▶ [Job A]:
Retype the passage on outdoor advertising word for word, from "On buses and" up to and including "speak the language.".
▶ [Job B]:
Put this sentence from the passage on outdoor advertising into Spanish: "Times Square in New York prides itself on outdoor advertising; there they have gone so far as to make it law to have advertisements on your building."
▶ [Job C]:
According to the passage on outdoor advertising, how many escalator journeys awaited at the first station on the way into London?
== Passage shown ==
Poster and billboard advertising is an acute way of judging the difference between two places. In the undecorated steel and glass of airports there can be few indicators to remind a traveller who has just arrived that they have even left their original location. One of the common and decisive indicators is a change in language or tone in the advertisements that are on display.
I remember landing in London for the first time and getting the tube into the city. At the first station three escalator journeys awaited, and on the tiled wall during the slow ascent there passed identical framed advertisements spaced a little apart from one another the whole way up. This deluge of small posters is not a rare sight in the London Underground, but it seemed unusual to me initially as it did not mirror any other metro or untergrundbahn that I had previously encountered.
Although a recent phenomenon, at least in terms of quantity, posters and billboards can be a key landmark in cities and towns. Even on a more local level, the standard of graphic design in an area can create a different atmosphere or sense from the “commercial street art” of posters and billboards. In terms of larger corporate companies, the use of strong locations (not always) and quirky advertising ideas that incorporate their surrounds are more key.
In the US the advertisements were striking in their difference in style and tone. From JFK Airport onward posters and billboards were everywhere, and most pounded home messages in bold type with brash images. Times Square in New York prides itself on outdoor advertising; there they have gone so far as to make it law to have advertisements on your building. The Times Square billboards are pushing themselves brighter and brighter to the point of garish intensity – the newest LED screens mark themselves out clearly from the others on the square by being bright enough to bathe the street in near daylight even at night.

On buses and subways in the States the advertising follows this pattern. Bold, brash text and chunky imagery with heavily saturated colours is the order of the day, and even the tag-lines are nearly demanding. From the point of view of someone who has never dealt with this intensity of advertising on a large scale I found that these posters and billboards were nearly as illegible as those in countries where I do not speak the language.
===
== Dataset rows ==
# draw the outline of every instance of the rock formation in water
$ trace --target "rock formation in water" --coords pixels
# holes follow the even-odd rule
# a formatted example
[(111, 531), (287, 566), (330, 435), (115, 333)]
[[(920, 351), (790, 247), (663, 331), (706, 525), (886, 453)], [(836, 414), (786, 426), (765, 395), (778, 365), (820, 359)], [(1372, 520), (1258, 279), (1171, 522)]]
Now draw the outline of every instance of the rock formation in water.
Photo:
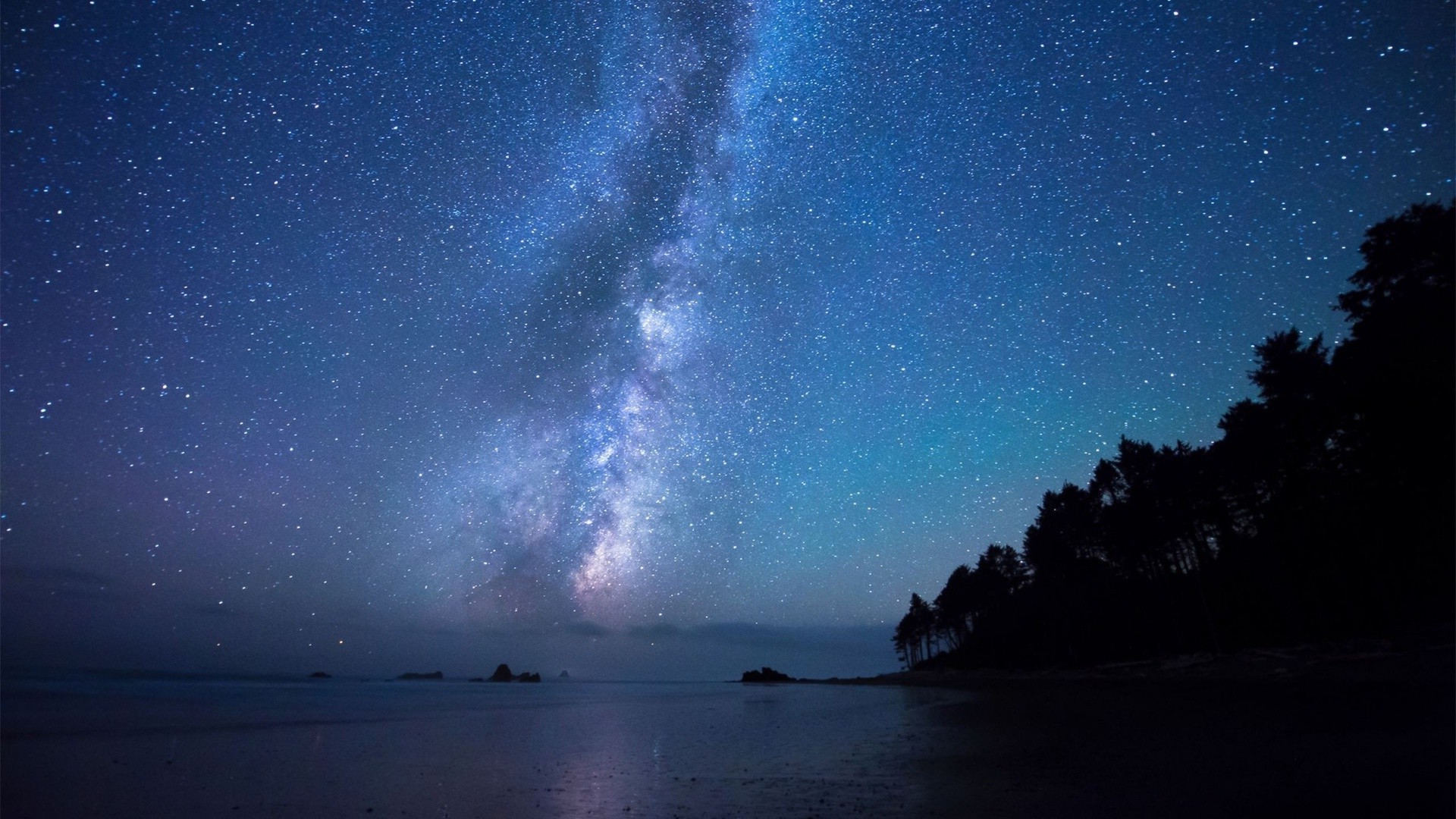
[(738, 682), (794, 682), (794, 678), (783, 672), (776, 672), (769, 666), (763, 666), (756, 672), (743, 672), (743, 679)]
===
== Dataset rows ==
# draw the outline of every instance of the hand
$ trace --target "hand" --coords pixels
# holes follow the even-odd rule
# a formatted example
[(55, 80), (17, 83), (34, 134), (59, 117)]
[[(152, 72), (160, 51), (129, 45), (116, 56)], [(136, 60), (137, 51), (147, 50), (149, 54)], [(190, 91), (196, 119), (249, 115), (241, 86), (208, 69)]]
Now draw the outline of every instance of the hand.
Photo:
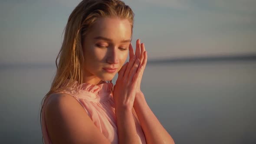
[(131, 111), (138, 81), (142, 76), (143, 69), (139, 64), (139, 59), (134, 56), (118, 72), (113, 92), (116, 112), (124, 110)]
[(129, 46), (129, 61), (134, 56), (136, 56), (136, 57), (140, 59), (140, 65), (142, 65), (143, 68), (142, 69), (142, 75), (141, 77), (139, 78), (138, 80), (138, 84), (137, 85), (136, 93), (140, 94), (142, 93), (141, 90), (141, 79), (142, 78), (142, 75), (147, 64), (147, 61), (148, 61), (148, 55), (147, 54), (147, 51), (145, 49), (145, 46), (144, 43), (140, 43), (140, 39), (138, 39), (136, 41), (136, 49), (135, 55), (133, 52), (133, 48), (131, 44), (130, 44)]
===
▶ [Expected answer A]:
On buses and subways in the States the advertising follows this pattern. Bold, brash text and chunky imagery with heavily saturated colours is the order of the day, and even the tag-lines are nearly demanding. From the point of view of someone who has never dealt with this intensity of advertising on a large scale I found that these posters and billboards were nearly as illegible as those in countries where I do not speak the language.

▶ [Expected answer B]:
Times Square, en Nueva York, se enorgullece de su publicidad exterior; allí han llegado incluso a establecer por ley que hay que tener anuncios en el propio edificio.

▶ [Expected answer C]:
Three.